### RECORDS SUPPLIED

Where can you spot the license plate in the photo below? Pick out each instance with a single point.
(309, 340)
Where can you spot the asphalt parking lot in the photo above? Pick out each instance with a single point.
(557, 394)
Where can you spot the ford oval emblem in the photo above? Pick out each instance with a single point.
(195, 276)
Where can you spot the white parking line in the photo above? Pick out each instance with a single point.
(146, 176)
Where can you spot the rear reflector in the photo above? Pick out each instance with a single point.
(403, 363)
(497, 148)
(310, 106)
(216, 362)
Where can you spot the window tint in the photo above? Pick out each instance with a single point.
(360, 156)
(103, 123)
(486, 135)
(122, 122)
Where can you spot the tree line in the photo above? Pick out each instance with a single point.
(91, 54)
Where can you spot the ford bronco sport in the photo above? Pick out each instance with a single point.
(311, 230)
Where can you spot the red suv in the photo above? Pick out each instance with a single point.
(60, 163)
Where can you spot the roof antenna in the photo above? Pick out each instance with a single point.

### WORK TO COMPLETE
Retype the material precisely, leaving out no line.

### RESULT OF THE EXERCISE
Where can you spot the license plate in the photo below? Pick out each instance with a single point.
(309, 340)
Where can you spot the asphalt parking lot in the photo above? Pick out each instance with a single point.
(557, 394)
Where can you spot the ford oval emblem in the photo above? Pick out each instance with a single point.
(195, 276)
Where can you spot the white parking line in the photo above? Pick out each instance with a single point.
(146, 176)
Where can you spot the rear reflector in the photo above? Pick out each instance with a single point.
(403, 363)
(497, 148)
(310, 106)
(216, 362)
Where can you spot the window tint in the photo above? Pick out each instance with a single point.
(360, 156)
(103, 123)
(486, 135)
(122, 122)
Where can you spot the tree line in the photo above? Pick out each instance with a single point.
(91, 54)
Where can you spot the ford bronco sport in the photo above? Pick out each instance with a single point.
(311, 230)
Where can you spot the red suv in the photo above? Pick out each instance with a single point.
(60, 163)
Where can you spot the roof antenna in the photo above? Pick out each instance with a single point.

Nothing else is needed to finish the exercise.